Stored data entries:
※

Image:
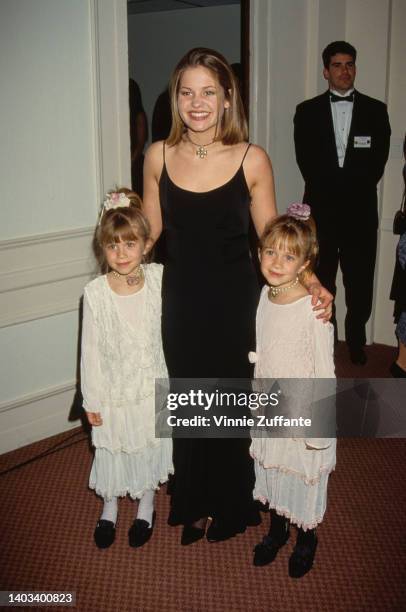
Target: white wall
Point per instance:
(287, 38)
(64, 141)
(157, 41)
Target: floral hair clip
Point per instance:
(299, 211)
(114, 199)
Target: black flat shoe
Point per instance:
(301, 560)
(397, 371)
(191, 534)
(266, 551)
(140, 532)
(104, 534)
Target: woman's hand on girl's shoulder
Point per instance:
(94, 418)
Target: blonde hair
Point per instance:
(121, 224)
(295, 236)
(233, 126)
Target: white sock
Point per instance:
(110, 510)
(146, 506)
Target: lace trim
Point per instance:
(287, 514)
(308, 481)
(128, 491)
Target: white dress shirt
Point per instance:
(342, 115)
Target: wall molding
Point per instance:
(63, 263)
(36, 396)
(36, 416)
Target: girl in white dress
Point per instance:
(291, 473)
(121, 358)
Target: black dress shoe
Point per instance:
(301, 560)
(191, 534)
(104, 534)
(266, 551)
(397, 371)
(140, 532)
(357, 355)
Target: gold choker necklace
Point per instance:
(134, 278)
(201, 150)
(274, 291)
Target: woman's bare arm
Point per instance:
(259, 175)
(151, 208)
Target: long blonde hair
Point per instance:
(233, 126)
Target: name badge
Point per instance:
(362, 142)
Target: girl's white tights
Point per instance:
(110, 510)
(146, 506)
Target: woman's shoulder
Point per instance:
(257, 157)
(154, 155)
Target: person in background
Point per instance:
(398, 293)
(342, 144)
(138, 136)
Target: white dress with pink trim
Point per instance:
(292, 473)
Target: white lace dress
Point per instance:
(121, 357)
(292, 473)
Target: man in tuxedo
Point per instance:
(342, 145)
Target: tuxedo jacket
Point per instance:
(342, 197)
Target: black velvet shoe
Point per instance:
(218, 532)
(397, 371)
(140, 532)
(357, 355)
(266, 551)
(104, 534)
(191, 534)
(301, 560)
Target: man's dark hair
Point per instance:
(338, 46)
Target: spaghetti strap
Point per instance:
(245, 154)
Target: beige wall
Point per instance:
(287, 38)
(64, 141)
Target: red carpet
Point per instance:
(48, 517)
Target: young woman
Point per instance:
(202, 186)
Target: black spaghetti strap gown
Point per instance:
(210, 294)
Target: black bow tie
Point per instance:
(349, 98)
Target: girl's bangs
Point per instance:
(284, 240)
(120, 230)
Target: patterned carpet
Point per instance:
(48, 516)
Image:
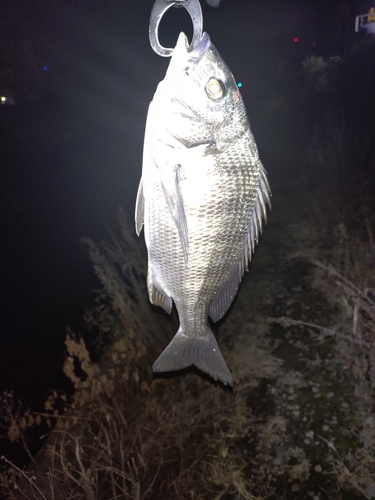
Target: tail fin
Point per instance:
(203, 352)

※

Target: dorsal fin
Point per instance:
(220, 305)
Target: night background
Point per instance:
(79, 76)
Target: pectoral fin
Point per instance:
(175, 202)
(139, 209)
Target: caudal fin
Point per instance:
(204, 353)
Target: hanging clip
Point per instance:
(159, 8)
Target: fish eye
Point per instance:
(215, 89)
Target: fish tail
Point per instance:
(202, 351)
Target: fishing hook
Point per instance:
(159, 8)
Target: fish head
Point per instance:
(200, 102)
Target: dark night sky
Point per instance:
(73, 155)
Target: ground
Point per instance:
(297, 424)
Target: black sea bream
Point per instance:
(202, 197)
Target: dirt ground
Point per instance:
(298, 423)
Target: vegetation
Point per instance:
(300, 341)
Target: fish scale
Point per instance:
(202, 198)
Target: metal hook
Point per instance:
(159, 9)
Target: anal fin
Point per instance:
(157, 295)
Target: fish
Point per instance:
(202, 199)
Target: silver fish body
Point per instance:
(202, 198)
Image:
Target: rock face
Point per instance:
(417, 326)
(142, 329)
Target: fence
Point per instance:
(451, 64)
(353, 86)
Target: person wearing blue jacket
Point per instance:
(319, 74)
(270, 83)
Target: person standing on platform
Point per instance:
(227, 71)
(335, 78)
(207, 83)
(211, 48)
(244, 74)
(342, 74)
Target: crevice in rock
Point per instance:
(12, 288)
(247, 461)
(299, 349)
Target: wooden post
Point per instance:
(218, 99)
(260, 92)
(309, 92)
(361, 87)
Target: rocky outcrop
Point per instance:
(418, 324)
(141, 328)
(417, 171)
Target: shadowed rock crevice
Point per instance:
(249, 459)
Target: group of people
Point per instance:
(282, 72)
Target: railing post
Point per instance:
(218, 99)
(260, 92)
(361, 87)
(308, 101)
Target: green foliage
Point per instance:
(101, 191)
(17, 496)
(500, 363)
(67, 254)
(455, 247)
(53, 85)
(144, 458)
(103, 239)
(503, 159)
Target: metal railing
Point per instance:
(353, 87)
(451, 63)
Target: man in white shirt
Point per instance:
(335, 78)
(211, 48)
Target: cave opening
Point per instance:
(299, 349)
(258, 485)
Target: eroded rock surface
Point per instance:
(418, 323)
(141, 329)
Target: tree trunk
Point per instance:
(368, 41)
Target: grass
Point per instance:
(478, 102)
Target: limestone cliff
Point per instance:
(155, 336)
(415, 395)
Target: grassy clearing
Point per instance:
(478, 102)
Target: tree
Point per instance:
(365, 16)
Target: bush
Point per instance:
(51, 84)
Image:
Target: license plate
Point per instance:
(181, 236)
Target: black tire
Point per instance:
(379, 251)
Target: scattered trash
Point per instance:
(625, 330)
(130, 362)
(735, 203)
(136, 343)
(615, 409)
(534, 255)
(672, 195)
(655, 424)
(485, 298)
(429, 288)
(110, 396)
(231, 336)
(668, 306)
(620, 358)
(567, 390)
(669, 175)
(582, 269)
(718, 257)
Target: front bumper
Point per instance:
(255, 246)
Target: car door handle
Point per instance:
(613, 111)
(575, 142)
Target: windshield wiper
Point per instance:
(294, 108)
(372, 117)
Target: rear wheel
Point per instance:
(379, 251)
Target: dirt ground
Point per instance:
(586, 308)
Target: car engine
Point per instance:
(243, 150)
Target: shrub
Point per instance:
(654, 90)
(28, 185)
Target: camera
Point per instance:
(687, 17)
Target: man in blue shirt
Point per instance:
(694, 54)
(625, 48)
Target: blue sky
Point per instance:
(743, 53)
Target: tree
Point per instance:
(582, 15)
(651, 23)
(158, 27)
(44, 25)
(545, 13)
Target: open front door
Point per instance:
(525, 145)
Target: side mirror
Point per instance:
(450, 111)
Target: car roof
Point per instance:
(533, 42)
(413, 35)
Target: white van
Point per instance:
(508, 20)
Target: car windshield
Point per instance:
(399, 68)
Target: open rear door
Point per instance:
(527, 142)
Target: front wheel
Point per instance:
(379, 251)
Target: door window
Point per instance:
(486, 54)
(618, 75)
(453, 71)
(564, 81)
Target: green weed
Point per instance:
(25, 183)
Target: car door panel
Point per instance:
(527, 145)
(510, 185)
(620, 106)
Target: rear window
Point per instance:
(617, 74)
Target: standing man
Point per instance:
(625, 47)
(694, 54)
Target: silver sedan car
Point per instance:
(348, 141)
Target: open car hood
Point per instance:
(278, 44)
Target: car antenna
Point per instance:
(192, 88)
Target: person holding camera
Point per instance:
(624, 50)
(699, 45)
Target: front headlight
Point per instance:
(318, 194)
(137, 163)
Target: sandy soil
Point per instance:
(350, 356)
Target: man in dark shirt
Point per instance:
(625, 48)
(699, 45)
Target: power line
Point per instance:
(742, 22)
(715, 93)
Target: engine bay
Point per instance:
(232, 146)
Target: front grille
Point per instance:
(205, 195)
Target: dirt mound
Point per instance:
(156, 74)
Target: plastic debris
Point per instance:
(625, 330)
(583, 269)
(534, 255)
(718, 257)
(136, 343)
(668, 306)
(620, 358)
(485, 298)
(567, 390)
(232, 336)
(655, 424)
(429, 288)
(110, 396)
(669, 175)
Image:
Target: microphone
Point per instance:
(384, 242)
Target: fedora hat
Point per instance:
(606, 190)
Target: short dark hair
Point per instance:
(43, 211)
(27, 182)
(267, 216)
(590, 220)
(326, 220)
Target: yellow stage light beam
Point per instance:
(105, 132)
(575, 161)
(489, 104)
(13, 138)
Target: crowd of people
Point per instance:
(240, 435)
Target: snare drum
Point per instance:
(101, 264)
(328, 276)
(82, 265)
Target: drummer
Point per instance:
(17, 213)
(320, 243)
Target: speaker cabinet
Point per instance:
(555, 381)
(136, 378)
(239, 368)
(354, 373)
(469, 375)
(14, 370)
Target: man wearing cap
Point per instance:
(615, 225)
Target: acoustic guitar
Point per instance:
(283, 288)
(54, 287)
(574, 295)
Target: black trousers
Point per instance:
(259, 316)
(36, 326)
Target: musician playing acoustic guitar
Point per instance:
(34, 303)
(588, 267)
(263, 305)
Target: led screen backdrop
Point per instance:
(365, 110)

※

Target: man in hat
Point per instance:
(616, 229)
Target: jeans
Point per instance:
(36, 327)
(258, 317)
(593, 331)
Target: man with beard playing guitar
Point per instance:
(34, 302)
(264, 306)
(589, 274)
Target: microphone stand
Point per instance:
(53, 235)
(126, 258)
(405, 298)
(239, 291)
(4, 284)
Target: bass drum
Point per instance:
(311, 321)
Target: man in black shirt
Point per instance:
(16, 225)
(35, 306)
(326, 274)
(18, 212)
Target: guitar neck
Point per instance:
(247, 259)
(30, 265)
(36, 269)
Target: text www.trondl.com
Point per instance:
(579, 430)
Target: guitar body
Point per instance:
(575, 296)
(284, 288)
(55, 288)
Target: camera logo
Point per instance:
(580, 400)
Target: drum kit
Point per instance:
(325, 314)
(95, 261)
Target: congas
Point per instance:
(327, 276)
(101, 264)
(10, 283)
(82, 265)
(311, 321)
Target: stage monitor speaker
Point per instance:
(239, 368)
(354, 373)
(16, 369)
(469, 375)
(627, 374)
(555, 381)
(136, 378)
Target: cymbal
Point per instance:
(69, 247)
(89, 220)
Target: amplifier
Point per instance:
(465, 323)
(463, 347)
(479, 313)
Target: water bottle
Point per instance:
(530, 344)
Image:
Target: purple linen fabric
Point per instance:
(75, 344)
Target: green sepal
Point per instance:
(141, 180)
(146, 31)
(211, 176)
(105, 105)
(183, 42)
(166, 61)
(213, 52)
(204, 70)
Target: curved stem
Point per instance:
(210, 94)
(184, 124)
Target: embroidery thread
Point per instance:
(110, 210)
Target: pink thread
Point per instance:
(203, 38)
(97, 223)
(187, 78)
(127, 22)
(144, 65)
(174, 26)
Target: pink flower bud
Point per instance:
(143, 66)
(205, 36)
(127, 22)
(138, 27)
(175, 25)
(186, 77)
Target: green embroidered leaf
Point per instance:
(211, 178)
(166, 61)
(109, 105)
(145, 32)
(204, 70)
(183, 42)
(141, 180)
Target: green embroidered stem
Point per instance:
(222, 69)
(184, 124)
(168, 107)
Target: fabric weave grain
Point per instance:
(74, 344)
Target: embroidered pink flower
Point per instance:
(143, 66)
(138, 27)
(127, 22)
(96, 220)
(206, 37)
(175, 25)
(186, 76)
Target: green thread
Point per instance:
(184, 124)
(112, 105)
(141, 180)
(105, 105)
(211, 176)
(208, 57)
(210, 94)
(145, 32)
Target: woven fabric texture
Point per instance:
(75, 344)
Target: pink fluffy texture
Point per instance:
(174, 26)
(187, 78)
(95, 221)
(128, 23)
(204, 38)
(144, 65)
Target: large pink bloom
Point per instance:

※

If a line above holds the string "girl", copy it out.

Target: woman's hand on girl's shoulder
Target: girl in white dress
Target: girl's white tights
Target: girl's bangs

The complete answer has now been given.